WORK INSTRUCTIONS
Taking the line that contains "Would you please tag the metal pole" as the first, copy exactly every line through the last line of the records, and nothing else.

EXERCISE DATA

※ ※ ※

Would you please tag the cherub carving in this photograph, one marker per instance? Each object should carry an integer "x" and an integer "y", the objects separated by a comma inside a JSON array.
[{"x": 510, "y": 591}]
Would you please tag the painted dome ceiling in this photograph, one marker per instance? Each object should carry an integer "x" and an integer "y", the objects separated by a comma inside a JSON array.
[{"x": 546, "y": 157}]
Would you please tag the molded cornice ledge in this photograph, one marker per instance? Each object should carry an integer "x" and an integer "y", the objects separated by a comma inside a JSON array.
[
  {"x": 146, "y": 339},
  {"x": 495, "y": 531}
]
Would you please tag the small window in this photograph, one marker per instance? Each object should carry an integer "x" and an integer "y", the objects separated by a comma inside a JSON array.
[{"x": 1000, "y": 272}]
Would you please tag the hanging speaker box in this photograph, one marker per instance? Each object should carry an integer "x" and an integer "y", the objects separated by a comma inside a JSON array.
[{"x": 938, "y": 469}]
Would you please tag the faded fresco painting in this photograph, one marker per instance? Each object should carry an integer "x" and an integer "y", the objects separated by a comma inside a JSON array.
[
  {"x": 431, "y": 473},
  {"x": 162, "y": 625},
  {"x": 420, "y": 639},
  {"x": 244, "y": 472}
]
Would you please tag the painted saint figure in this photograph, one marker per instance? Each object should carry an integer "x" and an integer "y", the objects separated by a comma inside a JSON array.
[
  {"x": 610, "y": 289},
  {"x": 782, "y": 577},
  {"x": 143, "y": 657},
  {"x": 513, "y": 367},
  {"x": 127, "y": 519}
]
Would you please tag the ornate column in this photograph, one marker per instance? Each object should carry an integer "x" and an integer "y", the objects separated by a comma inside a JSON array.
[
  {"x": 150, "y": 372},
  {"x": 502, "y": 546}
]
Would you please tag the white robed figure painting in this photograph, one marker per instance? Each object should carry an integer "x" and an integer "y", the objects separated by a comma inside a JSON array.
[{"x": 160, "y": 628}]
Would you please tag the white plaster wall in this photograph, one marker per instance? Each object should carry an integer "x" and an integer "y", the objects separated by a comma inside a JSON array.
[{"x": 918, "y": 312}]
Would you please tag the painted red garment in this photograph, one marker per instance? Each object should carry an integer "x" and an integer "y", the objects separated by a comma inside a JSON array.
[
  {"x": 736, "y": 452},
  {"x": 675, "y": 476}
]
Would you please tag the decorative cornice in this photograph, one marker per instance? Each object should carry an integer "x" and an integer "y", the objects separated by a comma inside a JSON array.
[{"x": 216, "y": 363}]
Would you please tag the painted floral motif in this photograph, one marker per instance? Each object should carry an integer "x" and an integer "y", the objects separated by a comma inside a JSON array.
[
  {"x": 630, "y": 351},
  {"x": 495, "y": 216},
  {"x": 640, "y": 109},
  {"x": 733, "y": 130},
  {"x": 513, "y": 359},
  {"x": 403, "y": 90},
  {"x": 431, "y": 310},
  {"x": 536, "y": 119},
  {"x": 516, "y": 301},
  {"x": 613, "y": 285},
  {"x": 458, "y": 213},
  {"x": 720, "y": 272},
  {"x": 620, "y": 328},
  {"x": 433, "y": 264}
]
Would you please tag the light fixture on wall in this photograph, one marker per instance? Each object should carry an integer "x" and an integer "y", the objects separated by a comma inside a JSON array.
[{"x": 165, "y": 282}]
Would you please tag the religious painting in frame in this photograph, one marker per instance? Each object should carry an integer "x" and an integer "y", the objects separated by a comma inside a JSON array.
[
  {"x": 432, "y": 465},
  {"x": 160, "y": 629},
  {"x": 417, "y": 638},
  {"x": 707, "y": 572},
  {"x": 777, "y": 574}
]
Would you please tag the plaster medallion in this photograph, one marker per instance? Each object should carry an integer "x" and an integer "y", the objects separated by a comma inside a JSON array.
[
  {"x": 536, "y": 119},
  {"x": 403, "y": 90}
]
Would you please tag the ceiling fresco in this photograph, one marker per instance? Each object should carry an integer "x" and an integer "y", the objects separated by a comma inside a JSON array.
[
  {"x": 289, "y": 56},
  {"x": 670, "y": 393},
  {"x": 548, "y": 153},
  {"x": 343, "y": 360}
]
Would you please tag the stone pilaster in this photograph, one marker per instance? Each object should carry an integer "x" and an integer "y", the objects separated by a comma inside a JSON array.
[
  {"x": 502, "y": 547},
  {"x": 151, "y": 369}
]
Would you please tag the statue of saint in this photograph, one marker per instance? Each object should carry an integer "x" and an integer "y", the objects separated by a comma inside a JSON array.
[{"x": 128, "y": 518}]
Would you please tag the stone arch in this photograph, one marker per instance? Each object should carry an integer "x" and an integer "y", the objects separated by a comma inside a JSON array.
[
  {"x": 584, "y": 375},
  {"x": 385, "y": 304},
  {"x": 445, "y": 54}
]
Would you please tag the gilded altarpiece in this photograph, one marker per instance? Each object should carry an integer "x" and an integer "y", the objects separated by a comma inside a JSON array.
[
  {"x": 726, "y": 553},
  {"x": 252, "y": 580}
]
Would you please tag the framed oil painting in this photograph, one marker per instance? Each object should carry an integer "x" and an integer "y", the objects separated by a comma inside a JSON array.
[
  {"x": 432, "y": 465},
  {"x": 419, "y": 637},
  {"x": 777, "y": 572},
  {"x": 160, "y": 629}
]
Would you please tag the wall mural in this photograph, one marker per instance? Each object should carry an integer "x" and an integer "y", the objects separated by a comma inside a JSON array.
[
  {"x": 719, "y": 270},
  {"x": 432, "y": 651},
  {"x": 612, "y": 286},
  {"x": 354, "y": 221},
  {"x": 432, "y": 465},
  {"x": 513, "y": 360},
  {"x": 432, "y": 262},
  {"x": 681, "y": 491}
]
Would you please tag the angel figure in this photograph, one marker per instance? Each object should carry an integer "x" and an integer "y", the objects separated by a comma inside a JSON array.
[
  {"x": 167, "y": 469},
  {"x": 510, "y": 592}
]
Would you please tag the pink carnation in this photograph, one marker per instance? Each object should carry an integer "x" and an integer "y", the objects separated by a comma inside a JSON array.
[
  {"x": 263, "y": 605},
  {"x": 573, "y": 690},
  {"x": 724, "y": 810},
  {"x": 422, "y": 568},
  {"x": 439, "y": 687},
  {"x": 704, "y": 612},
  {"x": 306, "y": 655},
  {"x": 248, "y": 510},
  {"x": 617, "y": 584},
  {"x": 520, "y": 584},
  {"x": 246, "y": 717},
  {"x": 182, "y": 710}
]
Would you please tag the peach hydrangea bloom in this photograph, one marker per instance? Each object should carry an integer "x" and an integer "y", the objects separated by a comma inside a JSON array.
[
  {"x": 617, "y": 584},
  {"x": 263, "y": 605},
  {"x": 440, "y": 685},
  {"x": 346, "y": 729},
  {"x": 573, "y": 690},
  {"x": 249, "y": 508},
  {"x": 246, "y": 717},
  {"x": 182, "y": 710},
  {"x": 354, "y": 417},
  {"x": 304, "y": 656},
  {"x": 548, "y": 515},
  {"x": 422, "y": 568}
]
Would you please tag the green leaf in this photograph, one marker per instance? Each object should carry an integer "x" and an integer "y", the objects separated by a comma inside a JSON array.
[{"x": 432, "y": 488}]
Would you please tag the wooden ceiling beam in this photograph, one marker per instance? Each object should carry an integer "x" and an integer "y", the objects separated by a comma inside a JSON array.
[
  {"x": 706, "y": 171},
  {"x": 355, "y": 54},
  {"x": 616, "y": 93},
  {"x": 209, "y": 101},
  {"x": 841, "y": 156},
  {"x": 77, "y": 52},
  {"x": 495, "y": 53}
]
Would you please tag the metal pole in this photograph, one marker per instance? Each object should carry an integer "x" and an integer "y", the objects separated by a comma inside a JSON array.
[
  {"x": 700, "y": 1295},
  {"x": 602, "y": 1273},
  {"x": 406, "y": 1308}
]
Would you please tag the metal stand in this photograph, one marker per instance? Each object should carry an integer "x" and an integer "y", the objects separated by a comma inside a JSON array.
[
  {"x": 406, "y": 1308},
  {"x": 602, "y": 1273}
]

※ ※ ※

EXERCISE RESULT
Would you please tag the metal pole in this photograph, one marker per instance? Each object should carry an integer "x" and an integer "y", the objects separated by a comma inside a JSON array.
[
  {"x": 700, "y": 1295},
  {"x": 602, "y": 1273},
  {"x": 406, "y": 1308}
]
Would you please tag the metal stand in this photograph, one marker per instance? Each object should carry an integer "x" and an integer "y", the objects separated by a comma inside a JSON array.
[
  {"x": 406, "y": 1308},
  {"x": 602, "y": 1273}
]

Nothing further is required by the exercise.